▶ [Task description] From the records below, output exactly the lines running from the line containing "target | wooden plank wall" through the line containing "target | bunk bed", and no others.

▶ [Recorded data]

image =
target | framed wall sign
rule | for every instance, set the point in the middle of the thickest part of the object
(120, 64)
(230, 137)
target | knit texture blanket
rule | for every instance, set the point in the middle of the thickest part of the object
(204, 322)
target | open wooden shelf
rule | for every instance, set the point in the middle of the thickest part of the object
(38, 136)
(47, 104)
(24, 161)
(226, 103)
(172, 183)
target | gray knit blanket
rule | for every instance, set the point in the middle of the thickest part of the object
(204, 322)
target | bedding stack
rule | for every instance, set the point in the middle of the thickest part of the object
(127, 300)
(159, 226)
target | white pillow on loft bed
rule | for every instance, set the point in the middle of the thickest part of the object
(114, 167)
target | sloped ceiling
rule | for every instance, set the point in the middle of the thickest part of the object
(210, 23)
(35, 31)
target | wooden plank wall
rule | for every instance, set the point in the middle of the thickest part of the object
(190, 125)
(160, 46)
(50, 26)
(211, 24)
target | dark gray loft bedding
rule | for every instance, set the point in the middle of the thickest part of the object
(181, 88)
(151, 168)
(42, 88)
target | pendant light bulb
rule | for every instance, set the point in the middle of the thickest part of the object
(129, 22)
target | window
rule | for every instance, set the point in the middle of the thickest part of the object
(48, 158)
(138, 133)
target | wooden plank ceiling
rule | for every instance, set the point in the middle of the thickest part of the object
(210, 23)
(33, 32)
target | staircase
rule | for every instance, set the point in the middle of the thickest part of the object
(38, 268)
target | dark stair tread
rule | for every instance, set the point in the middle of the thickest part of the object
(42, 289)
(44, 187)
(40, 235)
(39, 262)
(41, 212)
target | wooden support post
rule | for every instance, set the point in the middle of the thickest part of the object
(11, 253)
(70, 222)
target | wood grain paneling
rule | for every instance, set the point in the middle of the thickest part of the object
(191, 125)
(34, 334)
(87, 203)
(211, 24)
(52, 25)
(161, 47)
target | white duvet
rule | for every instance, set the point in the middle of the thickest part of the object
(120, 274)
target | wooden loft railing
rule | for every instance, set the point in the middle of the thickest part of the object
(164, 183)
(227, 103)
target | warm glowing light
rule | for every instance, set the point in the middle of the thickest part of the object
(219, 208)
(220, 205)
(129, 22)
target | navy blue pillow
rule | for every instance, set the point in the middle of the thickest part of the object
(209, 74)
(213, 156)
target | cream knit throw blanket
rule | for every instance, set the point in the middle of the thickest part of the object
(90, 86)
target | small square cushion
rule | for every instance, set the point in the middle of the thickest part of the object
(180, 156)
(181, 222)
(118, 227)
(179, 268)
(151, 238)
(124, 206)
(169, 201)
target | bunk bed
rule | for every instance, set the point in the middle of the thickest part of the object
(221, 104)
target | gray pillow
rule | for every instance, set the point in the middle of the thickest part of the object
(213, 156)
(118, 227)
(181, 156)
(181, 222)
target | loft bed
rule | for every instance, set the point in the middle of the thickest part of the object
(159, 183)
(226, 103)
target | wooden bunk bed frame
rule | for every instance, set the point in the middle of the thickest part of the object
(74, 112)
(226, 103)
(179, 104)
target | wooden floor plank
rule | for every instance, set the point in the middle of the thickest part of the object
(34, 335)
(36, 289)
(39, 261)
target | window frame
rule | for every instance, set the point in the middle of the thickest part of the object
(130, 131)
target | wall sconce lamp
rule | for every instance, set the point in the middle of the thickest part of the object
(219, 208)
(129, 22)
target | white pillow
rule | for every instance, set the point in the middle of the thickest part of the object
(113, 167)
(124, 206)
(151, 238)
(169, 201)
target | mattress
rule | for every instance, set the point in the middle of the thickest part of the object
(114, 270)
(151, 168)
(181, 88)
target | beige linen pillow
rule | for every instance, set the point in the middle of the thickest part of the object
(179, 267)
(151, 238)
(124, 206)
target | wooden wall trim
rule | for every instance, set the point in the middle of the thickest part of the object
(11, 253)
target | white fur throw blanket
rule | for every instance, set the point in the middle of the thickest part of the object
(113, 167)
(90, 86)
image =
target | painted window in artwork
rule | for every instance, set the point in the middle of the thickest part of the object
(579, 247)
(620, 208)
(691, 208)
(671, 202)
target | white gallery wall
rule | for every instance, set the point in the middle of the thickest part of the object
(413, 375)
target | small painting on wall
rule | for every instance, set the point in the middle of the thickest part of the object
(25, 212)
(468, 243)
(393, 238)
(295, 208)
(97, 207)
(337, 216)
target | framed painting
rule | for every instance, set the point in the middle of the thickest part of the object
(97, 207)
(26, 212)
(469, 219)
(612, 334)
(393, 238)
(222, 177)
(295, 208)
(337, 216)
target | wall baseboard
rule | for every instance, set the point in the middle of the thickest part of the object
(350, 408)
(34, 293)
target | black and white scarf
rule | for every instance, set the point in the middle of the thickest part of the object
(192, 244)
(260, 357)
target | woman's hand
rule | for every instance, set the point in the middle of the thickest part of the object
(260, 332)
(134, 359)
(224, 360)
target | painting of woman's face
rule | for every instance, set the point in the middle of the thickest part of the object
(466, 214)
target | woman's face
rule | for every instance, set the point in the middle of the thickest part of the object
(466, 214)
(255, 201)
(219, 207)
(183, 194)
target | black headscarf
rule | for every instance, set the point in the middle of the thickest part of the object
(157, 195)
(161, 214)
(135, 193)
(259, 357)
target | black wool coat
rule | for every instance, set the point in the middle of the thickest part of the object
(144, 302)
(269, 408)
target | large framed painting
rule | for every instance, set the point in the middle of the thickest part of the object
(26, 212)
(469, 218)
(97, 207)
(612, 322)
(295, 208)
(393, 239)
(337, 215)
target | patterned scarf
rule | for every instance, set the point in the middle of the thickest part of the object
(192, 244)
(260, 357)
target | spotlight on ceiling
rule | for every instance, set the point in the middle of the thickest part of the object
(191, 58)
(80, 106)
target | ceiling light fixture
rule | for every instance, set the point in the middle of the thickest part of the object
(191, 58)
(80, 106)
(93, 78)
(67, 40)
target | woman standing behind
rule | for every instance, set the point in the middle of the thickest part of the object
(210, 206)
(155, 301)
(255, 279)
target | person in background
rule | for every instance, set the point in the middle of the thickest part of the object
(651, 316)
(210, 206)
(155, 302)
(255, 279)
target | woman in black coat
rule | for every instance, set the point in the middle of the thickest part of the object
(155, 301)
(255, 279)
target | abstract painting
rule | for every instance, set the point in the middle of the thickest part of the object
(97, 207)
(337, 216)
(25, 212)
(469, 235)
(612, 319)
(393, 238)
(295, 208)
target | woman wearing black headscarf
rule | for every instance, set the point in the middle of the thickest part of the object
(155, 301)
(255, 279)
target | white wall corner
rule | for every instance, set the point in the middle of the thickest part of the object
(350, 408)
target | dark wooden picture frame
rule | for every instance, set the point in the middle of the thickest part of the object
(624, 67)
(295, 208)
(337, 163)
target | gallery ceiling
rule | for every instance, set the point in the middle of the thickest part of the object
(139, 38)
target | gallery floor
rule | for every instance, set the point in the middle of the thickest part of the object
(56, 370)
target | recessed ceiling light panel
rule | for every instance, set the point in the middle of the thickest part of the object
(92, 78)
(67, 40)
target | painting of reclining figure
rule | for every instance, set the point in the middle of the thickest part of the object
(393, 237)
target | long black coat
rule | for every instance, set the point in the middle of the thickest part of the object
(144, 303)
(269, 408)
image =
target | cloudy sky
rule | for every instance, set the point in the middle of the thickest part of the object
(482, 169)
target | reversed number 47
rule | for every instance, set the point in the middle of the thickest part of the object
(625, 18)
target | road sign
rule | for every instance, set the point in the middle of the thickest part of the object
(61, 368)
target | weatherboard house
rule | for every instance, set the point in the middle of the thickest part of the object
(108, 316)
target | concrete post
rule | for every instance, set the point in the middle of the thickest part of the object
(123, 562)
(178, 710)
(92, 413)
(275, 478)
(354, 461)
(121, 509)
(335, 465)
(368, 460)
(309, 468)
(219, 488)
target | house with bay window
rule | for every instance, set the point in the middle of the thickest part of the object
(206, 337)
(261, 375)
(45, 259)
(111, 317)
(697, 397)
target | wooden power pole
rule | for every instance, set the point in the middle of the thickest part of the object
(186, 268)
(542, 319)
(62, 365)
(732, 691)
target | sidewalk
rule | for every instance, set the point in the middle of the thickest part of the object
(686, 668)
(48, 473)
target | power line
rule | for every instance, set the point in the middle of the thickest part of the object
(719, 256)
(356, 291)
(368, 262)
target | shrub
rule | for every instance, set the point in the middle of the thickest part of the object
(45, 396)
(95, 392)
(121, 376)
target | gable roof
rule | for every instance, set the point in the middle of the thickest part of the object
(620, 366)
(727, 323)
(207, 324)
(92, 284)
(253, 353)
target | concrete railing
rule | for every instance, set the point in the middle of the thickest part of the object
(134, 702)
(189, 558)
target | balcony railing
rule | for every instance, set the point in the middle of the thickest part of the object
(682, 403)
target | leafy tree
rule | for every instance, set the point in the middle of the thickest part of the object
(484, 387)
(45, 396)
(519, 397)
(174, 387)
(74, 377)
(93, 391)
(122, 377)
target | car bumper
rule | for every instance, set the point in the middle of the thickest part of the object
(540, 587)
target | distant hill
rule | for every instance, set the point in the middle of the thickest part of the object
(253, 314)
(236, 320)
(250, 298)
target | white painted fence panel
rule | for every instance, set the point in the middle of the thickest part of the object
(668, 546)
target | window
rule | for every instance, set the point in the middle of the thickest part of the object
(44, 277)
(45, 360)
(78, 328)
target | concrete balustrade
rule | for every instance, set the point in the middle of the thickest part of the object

▶ [Result]
target | wooden plank wall
rule | for every instance, set the point in the middle of the thickest part of the object
(190, 125)
(160, 46)
(50, 26)
(211, 24)
target | dark gray loft bedding
rule | for every instance, set the point in the middle of the thickest part of the object
(181, 88)
(151, 168)
(42, 88)
target | pendant light bulb
rule | for every instance, set the point in the middle of the thickest part of the object
(129, 22)
target | window
rule | for every instance, set the point in the middle of the thickest part of the object
(48, 158)
(138, 133)
target | wooden plank ceiling
rule | for every instance, set the point in the middle of the thickest part of the object
(210, 23)
(33, 32)
target | staircase
rule | for every instance, set the point in the middle of the thickest part of the object
(38, 268)
target | dark stair tread
rule | for every instance, set the point in the middle of the thickest part of the object
(42, 289)
(44, 187)
(40, 235)
(39, 262)
(41, 212)
target | wooden support post
rule | for every instance, set the point in the middle of the thickest part of the object
(11, 253)
(70, 222)
target | wood grain paneling
rule | for every instance, set the point in the middle of the thickest part of the object
(191, 125)
(34, 334)
(87, 203)
(211, 24)
(52, 25)
(161, 47)
target | white duvet
rule | for every instance, set the point in the middle of the thickest part of the object
(120, 274)
target | wooden loft railing
rule | for every instance, set the point in the middle of the thickest part of the object
(164, 183)
(227, 103)
target | warm glowing light
rule | for every instance, set the point in the middle of the thickest part of the object
(219, 208)
(220, 205)
(129, 22)
target | navy blue pillow
rule | for every instance, set the point in the middle of the thickest part of the object
(209, 74)
(213, 156)
target | cream knit throw blanket
rule | for every instance, set the point in the middle of the thickest part of the object
(90, 86)
target | small square cushion
rule | for every instance, set the point in the middle of the thickest part of the object
(180, 156)
(181, 222)
(118, 227)
(179, 268)
(151, 238)
(124, 206)
(169, 201)
target | bunk bed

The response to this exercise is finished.